=== REQUIRED ACTION 1 ===
Reproduce the passage on chiropractic word for word, starting at "How does this" and ending at "practitioner versus another.".
=== REQUIRED ACTION 2 ===
In the passage on chiropractic, which method did the confirmation attempt at Palmer University switch to instead of the NUCCA technique?

==== SOURCE TEXT

The Challenges for Chiropractic

How does this all relate to chiropractic? Simply put, in trying to put one's arms around the nearly 200 techniques that have been recognized11 and coming to grips with the challenge of being able to replicate a given patient's treatment with some degree of uniformity in the event a practitioner should become indisposed during a course of therapy. You could imagine an outsider would blanch at the chiropractic term diversified, thinking that, without the proper detail and documentation, the diversified technique could represent the epitome of variability and be subject to criticism, lacking the proper means of communicating what was done by one practitioner versus another.

Indeed, a perfect example of the "failure to communicate," as portrayed so graphically in the movie classic, "Cool Hand Luke," could not have been more evident in the fate of what was believed to be a potentially ground-breaking hypertension study conducted by Bakris and Dickholtz. Despite its reporting of spectacular attenuations in both systolic and diastolic blood pressure in chiropractic patients managed by the National Upper Cervical Chiropractic Association (NUCCA) atlas technique,12 the fact remains the trial was conducted by only a single practitioner (now deceased), with apparent failures to translate the precise manual techniques employed to other clinicians – culminating in the fact that an attempt to confirm this study at Palmer University in Davenport couldn't even use the NUCCA technique, but was forced to switch to the toggle recoil method instead.

========
==== PROVIDED RECORDS

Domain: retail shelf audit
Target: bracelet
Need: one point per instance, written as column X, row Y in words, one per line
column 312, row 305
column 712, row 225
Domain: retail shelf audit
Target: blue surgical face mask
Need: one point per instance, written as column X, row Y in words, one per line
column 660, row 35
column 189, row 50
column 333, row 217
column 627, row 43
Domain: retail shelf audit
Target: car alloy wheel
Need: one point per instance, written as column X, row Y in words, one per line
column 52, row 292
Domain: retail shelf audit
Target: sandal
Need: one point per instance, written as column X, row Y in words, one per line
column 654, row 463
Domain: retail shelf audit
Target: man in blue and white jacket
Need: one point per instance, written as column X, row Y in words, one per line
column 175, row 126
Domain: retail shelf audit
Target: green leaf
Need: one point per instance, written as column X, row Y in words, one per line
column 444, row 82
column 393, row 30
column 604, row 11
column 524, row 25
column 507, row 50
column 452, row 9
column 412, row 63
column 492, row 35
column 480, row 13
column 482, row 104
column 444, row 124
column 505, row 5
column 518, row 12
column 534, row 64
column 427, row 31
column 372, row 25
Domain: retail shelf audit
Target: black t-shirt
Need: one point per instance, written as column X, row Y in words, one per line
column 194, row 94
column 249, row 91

========

=== TASK RESULT 1 ===
How does this all relate to chiropractic? Simply put, in trying to put one's arms around the nearly 200 techniques that have been recognized11 and coming to grips with the challenge of being able to replicate a given patient's treatment with some degree of uniformity in the event a practitioner should become indisposed during a course of therapy. You could imagine an outsider would blanch at the chiropractic term diversified, thinking that, without the proper detail and documentation, the diversified technique could represent the epitome of variability and be subject to criticism, lacking the proper means of communicating what was done by one practitioner versus another.

=== TASK RESULT 2 ===
The toggle recoil method.